## STUDY MATERIAL
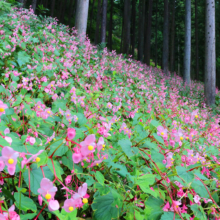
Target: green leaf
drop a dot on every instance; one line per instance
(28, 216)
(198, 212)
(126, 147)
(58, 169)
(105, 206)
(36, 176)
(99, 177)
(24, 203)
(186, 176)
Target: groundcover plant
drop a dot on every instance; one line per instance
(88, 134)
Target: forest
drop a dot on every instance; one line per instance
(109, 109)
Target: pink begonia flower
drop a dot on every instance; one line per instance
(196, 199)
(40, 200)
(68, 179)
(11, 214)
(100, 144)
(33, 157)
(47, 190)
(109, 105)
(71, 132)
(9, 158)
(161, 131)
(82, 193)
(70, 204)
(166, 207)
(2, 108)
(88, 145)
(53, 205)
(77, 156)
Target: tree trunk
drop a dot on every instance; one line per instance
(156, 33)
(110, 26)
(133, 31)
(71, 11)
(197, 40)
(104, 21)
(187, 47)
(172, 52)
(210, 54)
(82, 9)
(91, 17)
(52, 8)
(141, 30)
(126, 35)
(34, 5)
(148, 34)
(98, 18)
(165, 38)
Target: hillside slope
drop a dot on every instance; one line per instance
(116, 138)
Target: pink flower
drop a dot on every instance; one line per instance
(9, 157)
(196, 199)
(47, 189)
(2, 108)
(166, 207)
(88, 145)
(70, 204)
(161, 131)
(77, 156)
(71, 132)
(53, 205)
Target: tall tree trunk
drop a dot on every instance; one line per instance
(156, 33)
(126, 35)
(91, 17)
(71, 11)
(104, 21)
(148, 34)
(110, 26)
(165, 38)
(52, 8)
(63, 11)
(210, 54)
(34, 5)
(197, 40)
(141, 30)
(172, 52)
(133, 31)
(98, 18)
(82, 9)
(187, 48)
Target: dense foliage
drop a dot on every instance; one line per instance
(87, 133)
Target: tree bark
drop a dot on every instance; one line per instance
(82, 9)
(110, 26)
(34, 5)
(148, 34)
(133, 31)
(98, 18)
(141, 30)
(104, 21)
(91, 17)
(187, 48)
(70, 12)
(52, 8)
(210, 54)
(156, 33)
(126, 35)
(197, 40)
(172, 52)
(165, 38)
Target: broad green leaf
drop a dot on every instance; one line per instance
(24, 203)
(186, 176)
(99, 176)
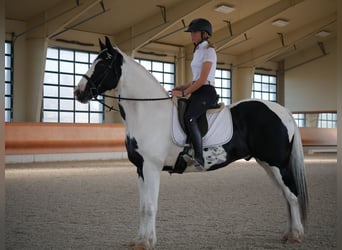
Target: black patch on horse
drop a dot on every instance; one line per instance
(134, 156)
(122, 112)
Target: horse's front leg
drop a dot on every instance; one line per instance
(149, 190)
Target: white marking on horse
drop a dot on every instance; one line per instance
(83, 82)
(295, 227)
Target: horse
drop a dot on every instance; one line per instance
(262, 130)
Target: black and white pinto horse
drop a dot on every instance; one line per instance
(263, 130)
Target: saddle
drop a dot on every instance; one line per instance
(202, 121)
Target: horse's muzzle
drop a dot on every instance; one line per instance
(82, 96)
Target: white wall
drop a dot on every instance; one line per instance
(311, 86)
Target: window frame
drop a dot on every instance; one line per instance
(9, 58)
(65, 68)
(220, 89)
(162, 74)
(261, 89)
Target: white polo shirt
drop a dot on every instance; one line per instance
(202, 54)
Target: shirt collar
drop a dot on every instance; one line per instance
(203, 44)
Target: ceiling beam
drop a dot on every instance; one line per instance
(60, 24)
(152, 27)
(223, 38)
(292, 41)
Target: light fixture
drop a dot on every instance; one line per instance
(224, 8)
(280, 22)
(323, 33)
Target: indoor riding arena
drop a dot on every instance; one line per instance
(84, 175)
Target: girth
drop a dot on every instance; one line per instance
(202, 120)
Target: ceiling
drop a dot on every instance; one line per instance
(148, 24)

## YOUR ASSIGNMENT
Go through the lines above and copy any that contain "trunk".

## EXERCISE ANSWER
Target: tree trunk
Target: tall tree trunk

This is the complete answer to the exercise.